It occurs to me that maybe home is, literally, where the
heart is, and that when we are close to our hearts, our home goes with us
everywhere we do. Sometimes I wear a pair of turtle earrings in a Native
American design, and years ago a Native American man who seemed wise, though I
had only just met him when we said hello at our conference. He asked if my spirit animal were
the turtle, an animal that is at home everywhere because it takes its home with
it. At the time I thought my spirit animal was the independent cat that likes to roam alone and sleep in the sunshine.
I have since learned, however, that my spirit animal is the turtle, and I like the idea that
I might feel at home everywhere, but I don’t. Like the turtle, I pull my
vulnerable parts inside my shell whenever I feel unsure or threatened, which is
often. In this sense the home that I carry with me is a retreat to return to
more than a safe space from which to adventure.
This idea of home is compelling to me and when I look at
modern media I see that it must be compelling to others as well: Dorothy yearned to go
home and clicked her heals, saying her mantra, “There’s no place like home.”
Apple is in on the yearning, too: on iPhone is a most-often used button called,
“the home button.” In baseball, a sport with its own mythology, players try to
get home. (Of course, to win they must leave home first. Otherwise, they just
strike out and hang their heads.) It seems that many of us want to wander away and then to return home, not
necessarily to the place we sleep or slept when we were children, but to our querencia.
....................
Copy the passage about home word for word, beginning at "This idea of" and stopping after "to our querencia.". Work only from the passage about home.
....................
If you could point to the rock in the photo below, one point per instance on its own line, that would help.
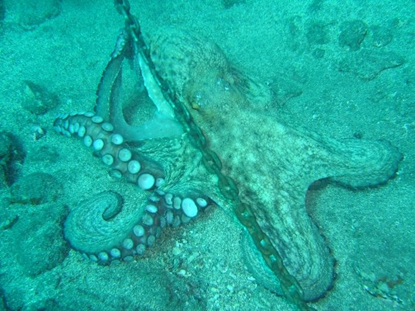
(5, 154)
(37, 99)
(317, 33)
(367, 64)
(36, 188)
(352, 34)
(38, 239)
(31, 13)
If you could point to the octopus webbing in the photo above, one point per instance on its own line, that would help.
(208, 144)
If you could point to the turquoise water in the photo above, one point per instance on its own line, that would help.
....................
#### Result of the task:
This idea of home is compelling to me and when I look at
modern media I see that it must be compelling to others as well: Dorothy yearned to go
home and clicked her heals, saying her mantra, “There’s no place like home.”
Apple is in on the yearning, too: on iPhone is a most-often used button called,
“the home button.” In baseball, a sport with its own mythology, players try to
get home. (Of course, to win they must leave home first. Otherwise, they just
strike out and hang their heads.) It seems that many of us want to wander away and then to return home, not
necessarily to the place we sleep or slept when we were children, but to our querencia.